• WHAT NEEDS TO BE DONE: Reproduce verbatim the records below from their first line up to and including the line that contains "[[798,203],[783,389],[917,389],[914,228],[882,144],[843,138]]", and nothing beyond it.

• RECORDS FOR THE EXERCISE:
** Begin **

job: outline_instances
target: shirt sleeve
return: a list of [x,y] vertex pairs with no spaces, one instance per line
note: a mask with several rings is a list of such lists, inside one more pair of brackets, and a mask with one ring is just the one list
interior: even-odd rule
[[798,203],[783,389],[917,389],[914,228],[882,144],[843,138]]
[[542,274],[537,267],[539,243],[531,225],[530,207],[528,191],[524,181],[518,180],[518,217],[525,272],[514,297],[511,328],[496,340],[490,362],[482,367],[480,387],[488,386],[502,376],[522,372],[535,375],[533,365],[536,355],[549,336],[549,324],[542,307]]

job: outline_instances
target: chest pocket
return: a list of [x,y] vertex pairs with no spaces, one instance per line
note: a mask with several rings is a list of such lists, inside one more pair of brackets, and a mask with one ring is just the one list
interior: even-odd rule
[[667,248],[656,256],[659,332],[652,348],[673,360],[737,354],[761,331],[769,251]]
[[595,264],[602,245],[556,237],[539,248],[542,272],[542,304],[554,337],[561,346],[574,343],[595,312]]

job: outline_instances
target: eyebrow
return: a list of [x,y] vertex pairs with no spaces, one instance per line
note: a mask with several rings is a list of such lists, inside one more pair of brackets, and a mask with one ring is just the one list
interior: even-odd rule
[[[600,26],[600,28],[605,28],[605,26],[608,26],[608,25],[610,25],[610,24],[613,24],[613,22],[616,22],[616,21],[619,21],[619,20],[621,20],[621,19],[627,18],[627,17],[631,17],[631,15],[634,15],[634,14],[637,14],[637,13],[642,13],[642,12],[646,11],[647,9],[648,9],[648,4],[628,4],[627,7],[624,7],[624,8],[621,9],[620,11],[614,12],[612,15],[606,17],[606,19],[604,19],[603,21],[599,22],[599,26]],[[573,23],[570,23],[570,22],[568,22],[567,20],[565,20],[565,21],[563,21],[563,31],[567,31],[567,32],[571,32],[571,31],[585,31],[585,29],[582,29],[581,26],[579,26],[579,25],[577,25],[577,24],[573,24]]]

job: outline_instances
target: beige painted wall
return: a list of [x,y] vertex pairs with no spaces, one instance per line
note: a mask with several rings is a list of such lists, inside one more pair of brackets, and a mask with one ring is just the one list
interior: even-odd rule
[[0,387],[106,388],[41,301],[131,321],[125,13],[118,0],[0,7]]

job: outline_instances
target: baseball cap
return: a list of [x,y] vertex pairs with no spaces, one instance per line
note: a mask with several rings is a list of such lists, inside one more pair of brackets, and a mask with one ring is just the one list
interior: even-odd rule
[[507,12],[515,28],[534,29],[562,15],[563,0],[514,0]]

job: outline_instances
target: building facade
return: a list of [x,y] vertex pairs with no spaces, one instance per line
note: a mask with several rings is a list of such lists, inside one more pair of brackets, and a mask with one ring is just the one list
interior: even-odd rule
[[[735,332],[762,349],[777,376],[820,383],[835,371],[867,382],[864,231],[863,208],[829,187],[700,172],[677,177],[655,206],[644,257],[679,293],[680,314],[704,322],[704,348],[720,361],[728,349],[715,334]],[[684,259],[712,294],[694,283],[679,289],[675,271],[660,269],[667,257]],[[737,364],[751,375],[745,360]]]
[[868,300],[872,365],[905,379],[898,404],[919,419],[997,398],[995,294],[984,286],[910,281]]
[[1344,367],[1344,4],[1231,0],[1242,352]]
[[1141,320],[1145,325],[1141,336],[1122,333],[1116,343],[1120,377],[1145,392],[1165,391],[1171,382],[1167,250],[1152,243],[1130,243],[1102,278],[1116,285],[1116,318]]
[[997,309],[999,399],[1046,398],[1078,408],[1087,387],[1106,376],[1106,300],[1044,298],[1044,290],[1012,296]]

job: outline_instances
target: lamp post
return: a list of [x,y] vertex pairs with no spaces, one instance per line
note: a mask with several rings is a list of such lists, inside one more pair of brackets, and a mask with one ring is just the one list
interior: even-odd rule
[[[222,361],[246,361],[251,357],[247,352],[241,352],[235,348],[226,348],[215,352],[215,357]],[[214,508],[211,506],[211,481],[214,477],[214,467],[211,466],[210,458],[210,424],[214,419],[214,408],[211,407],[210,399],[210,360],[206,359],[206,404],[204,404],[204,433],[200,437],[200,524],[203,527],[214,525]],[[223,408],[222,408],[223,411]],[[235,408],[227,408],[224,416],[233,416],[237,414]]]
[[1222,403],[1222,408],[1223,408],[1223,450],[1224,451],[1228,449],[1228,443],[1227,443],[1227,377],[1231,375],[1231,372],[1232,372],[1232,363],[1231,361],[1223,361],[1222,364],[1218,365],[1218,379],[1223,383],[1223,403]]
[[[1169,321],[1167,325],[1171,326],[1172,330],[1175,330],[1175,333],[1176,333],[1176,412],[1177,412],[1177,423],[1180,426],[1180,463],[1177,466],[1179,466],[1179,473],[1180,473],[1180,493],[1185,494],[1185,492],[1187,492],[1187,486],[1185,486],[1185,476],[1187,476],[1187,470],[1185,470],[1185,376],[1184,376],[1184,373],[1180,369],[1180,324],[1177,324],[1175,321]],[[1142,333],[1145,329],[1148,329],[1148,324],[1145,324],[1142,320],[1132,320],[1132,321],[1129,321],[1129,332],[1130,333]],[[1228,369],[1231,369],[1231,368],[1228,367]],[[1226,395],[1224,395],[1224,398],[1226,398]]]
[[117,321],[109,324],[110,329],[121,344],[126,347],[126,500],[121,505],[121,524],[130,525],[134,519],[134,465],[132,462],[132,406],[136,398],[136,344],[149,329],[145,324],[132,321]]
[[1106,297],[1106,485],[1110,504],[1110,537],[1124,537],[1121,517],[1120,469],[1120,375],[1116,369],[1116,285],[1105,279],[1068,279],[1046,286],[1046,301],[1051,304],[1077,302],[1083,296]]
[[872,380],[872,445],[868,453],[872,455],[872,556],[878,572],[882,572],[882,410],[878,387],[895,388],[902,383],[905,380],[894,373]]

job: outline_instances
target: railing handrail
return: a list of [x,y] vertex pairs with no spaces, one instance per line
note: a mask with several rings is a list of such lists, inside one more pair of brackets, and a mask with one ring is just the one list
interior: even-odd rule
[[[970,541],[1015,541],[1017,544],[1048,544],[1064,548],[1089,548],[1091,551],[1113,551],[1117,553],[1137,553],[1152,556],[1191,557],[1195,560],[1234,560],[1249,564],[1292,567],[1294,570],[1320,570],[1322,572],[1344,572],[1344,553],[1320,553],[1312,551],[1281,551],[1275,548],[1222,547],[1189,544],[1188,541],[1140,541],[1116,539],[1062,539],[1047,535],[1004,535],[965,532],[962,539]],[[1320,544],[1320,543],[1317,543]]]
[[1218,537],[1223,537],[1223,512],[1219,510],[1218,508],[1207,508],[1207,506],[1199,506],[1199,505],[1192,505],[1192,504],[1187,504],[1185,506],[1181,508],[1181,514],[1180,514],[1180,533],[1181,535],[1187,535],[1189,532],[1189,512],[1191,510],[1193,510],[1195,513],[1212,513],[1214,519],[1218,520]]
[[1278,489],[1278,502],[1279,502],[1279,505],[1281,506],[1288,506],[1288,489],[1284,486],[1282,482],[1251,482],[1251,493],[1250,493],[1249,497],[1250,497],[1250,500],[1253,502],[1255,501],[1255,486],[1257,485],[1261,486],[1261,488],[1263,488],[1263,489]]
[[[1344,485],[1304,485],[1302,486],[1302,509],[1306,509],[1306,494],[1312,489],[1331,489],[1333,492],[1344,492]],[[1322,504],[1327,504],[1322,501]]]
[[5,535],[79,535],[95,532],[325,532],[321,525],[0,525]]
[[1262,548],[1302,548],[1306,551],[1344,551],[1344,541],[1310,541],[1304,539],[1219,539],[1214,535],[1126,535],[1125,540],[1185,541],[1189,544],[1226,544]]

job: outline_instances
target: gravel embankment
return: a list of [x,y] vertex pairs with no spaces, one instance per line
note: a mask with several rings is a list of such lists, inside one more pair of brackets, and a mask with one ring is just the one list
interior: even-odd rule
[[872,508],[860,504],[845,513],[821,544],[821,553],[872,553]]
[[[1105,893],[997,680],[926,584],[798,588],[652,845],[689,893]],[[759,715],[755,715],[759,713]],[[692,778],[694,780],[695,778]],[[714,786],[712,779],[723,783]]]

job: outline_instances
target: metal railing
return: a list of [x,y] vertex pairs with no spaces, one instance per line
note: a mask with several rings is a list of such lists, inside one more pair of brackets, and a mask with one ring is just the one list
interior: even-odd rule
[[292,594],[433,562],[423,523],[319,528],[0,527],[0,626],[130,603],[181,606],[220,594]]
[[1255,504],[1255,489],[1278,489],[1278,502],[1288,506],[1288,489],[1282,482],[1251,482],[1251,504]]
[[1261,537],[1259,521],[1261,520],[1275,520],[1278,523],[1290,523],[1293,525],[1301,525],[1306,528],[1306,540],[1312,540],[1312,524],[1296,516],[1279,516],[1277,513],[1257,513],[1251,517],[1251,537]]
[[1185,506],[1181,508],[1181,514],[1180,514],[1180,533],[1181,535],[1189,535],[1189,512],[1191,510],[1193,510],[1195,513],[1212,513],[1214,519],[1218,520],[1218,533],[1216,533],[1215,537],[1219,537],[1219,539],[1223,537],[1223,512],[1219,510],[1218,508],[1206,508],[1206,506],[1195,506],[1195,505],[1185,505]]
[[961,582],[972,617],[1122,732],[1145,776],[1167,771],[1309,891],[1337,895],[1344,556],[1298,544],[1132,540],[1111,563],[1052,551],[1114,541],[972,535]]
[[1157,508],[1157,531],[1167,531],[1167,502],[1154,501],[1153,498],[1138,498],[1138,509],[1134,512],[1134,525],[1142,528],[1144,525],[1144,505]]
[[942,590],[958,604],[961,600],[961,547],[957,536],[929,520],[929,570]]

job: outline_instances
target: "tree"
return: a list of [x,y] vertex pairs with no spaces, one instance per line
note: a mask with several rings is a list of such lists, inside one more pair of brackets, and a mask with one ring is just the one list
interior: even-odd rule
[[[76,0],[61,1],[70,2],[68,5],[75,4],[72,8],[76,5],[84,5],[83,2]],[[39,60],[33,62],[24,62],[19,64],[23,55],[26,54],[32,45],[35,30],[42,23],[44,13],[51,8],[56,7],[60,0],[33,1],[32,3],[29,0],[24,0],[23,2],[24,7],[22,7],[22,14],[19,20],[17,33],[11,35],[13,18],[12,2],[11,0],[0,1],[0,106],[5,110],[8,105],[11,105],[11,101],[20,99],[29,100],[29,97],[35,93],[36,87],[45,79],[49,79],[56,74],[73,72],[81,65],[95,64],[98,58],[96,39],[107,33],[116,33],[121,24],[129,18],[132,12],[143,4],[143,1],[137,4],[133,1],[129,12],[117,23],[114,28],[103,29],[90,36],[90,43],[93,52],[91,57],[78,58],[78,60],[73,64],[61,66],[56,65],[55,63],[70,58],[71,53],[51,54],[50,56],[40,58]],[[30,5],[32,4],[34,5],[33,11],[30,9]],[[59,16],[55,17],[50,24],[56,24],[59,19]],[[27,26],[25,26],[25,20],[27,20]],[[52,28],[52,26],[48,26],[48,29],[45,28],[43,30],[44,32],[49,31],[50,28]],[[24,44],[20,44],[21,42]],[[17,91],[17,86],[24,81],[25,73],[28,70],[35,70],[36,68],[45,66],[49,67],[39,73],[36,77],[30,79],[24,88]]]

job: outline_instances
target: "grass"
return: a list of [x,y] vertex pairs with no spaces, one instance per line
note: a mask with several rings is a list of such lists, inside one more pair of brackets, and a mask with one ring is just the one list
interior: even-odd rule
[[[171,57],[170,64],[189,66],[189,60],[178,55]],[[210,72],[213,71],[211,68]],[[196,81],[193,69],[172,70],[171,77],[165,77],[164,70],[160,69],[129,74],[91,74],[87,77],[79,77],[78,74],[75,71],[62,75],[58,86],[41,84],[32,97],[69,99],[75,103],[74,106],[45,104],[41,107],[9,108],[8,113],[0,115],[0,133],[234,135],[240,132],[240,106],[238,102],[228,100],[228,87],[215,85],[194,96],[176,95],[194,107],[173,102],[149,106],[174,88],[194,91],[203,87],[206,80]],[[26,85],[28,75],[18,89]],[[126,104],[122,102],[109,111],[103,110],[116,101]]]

** End **

• WRITTEN ANSWER:
job: outline_instances
target: shirt sleeve
return: a list of [x,y] vertex pairs with no spaces, one instance per line
note: a mask with several rings is a list of such lists, inside one more pair of brackets, and a mask with one ring is just the one list
interior: even-odd rule
[[798,203],[783,389],[917,389],[914,228],[882,144],[843,138]]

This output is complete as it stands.